Let \(x_1,\ldots ,x_m\) and \(y_1,\ldots ,y_n\) be mutually independent i.i.d. samples, and the constants \((\alpha _i)_{i=1}^m,(\beta _j)_{j=1}^n\) satisfy \(\sum _{i=1}^m\alpha _i=\sum _{j=1}^n\beta _j=1\). Assume \(\sum _{i=1}^m \alpha _i^2\) and \(\sum _{j=1}^n \beta _j^2\) converge to zero as \(n,m\rightarrow \infty \). Then
$$\begin{aligned}&\left\| \sum _{i=1}^m\sum _{j=1}^n\alpha _i\beta _j \varPhi \big (f(x_i,y_j)\big )-\mu \big [f(X,Y)\big ]\right\| \nonumber \\&\quad = O_p\left( \sqrt{\sum _i \alpha _i^2}+\sqrt{\sum _j\beta _j^2}\right) \end{aligned}$$
as \(m,n\rightarrow \infty \).

■ Requirements
1 > Reproduce everything in the convergence result from "Let \(x_1,\ldots ,x_m\)" down to "as \(m,n\rightarrow \infty \).".
2 > Decide whether each statement agrees with the convergence result, answering yes or no and quoting the words that settle it: (a) the two samples are assumed to be mutually independent; (b) the sums of the squared weights are assumed to converge to one; (c) the bound is stated for m and n tending to infinity.
Rely only on the convergence result for every answer.

■ Extracted information

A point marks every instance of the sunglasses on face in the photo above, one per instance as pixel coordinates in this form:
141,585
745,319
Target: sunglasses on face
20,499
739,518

■ The responses
1 >
Let \(x_1,\ldots ,x_m\) and \(y_1,\ldots ,y_n\) be mutually independent i.i.d. samples, and the constants \((\alpha _i)_{i=1}^m,(\beta _j)_{j=1}^n\) satisfy \(\sum _{i=1}^m\alpha _i=\sum _{j=1}^n\beta _j=1\). Assume \(\sum _{i=1}^m \alpha _i^2\) and \(\sum _{j=1}^n \beta _j^2\) converge to zero as \(n,m\rightarrow \infty \). Then
$$\begin{aligned}&\left\| \sum _{i=1}^m\sum _{j=1}^n\alpha _i\beta _j \varPhi \big (f(x_i,y_j)\big )-\mu \big [f(X,Y)\big ]\right\| \nonumber \\&\quad = O_p\left( \sqrt{\sum _i \alpha _i^2}+\sqrt{\sum _j\beta _j^2}\right) \end{aligned}$$
as \(m,n\rightarrow \infty \).

2 >
(a) Yes: "mutually independent i.i.d. samples"
(b) No: "converge to zero as \(n,m\rightarrow \infty \)"
(c) Yes: "as \(m,n\rightarrow \infty \)."